- **WHAT TO WORK ON**
Each entry below is to be restated word for word, with no pictures carried over.

- **INPUT**
**********
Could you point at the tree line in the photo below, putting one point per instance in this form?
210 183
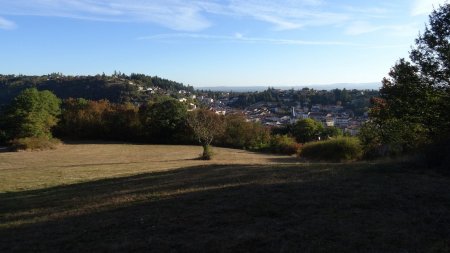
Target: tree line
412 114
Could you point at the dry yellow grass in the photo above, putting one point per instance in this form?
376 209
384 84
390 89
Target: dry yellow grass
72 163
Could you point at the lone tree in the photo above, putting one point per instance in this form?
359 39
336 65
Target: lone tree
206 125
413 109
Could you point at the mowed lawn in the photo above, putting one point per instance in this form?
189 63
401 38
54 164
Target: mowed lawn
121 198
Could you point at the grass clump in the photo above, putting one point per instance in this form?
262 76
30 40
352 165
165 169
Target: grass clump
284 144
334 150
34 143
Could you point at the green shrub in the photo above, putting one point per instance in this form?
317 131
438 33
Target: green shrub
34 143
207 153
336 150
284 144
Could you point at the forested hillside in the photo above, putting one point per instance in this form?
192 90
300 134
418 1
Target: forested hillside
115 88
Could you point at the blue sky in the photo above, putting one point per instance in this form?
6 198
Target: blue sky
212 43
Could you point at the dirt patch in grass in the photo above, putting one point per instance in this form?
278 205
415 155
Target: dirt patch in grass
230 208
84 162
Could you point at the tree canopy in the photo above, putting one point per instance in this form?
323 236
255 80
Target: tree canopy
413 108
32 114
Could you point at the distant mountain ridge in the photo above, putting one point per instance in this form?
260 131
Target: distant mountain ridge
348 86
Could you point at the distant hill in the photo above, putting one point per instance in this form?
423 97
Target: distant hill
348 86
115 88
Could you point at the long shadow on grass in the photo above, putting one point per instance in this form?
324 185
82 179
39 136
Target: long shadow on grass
**********
- **OUTPUT BELOW**
Could you point at the tree line in the photo below, putting one point per instance in this form?
210 183
Target: tree line
412 114
Could you point at the dry yellow grass in the photo above, putting one point per instance in this form?
376 209
384 84
390 89
Target: dry yellow grass
72 163
Could you point at the lone tree in the photo above, putting one point per instance in this form?
359 39
336 65
Target: lone tree
206 125
413 109
Could you point at the mowed lawn in the photo above, putting one point per instance in this form?
189 63
401 38
54 164
Target: mowed lawn
121 198
Could you point at the grass clump in the photo above, putting one point per instance in this form?
262 76
30 40
352 165
165 169
Target: grass clump
284 144
334 150
34 143
Could you point at the green shrub in the photo above, putting one point per instance in this form?
317 131
438 33
Target: green shrub
34 143
207 153
336 150
284 144
Could you point at the forested hillside in the photo above, putting one point per instance in this form?
192 90
300 134
418 1
Target: forested hillside
115 88
Could you point at the blue sky in the photo above, putting one point per instance in this form?
6 198
Target: blue sky
212 43
Could you point at the dirt patch in grass in the photo above, putting one point per instance in this form?
278 205
415 155
Target: dirt patch in grass
230 208
84 162
Could you point at the tree canopy in the photo above, putting one point per instance in this form?
323 236
255 80
Target: tree canopy
413 108
32 114
Could you point at the distant mountain ridge in the photo above, putting one point per instance in this form?
260 131
Target: distant mountain ridge
348 86
Could you point at the distant hill in the photo above, putting one point per instance in this form?
423 97
Target: distant hill
348 86
115 88
Could you point at the long shadow on grass in the photo above, putting one point per instance in this form?
324 185
82 179
39 136
Target: long shadow on grass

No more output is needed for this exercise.